Task statement
The answer must be one number: how many lines in the data below include the string "antler".

[Text-to-region grounding data]

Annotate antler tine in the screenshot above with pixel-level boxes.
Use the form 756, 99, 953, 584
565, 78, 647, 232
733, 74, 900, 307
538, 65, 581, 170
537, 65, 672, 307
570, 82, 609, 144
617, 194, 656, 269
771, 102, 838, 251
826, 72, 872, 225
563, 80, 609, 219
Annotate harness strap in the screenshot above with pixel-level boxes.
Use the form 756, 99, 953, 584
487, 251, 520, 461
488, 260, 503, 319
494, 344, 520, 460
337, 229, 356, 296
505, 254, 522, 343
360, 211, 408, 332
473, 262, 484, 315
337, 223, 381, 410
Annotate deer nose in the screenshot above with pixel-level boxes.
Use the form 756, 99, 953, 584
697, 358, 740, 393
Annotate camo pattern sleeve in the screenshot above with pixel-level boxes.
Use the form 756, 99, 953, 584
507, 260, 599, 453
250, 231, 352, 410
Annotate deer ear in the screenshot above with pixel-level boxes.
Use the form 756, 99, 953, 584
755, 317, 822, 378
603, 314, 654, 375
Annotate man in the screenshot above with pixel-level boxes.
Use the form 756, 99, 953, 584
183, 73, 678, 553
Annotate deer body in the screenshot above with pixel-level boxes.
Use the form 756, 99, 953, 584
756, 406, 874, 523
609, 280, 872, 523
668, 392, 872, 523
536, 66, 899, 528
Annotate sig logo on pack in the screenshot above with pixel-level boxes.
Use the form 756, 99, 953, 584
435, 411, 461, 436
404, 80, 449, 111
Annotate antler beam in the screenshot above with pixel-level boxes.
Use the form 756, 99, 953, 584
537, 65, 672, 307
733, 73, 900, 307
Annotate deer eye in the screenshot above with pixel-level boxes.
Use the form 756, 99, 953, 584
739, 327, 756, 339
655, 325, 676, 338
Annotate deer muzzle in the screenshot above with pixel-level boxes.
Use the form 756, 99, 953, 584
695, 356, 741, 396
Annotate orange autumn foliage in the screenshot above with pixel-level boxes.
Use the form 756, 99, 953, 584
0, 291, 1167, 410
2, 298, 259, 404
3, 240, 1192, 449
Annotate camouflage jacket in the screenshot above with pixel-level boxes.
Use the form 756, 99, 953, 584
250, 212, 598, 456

...

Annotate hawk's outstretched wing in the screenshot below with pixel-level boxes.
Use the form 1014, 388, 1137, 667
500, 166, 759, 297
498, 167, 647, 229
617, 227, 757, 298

--

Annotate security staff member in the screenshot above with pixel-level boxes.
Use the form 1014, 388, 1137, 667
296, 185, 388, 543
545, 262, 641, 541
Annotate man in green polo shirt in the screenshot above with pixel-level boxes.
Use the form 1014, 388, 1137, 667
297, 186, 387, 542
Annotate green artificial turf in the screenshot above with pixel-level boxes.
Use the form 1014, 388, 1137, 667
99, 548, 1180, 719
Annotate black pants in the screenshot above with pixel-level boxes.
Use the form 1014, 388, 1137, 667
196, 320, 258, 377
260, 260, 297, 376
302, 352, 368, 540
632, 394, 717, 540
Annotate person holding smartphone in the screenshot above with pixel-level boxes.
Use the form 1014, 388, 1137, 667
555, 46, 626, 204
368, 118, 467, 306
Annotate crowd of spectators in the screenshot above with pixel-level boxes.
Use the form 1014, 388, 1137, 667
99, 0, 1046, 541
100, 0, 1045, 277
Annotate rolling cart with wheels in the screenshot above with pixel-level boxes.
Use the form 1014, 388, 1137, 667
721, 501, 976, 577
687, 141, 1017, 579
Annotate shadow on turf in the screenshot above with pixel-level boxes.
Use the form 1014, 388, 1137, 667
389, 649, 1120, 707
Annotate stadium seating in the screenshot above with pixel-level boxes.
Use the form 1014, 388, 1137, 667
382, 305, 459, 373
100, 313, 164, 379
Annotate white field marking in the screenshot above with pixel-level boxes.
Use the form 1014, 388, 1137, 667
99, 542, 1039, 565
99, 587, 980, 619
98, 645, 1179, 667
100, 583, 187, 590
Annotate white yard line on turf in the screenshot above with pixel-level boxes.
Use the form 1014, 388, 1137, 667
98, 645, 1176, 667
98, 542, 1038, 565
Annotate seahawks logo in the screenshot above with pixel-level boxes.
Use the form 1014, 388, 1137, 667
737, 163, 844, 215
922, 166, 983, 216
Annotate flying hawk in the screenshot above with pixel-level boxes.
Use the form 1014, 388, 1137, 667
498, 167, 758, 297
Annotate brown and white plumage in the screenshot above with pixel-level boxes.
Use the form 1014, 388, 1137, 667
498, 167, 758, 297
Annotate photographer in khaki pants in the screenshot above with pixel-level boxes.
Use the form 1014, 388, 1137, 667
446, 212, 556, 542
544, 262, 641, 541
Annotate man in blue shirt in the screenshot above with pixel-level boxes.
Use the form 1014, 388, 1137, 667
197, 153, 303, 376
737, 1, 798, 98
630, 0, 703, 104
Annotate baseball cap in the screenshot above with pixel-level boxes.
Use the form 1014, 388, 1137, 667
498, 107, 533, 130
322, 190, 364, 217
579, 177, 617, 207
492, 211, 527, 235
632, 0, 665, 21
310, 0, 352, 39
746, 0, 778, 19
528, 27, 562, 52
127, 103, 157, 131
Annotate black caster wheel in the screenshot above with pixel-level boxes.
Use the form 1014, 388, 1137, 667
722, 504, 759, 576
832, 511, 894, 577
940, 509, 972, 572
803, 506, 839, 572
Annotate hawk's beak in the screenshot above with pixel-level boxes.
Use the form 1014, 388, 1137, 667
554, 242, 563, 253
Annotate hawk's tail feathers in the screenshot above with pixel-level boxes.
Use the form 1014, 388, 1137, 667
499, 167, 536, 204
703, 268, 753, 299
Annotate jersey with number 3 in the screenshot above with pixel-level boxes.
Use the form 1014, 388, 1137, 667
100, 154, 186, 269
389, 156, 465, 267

Reply
2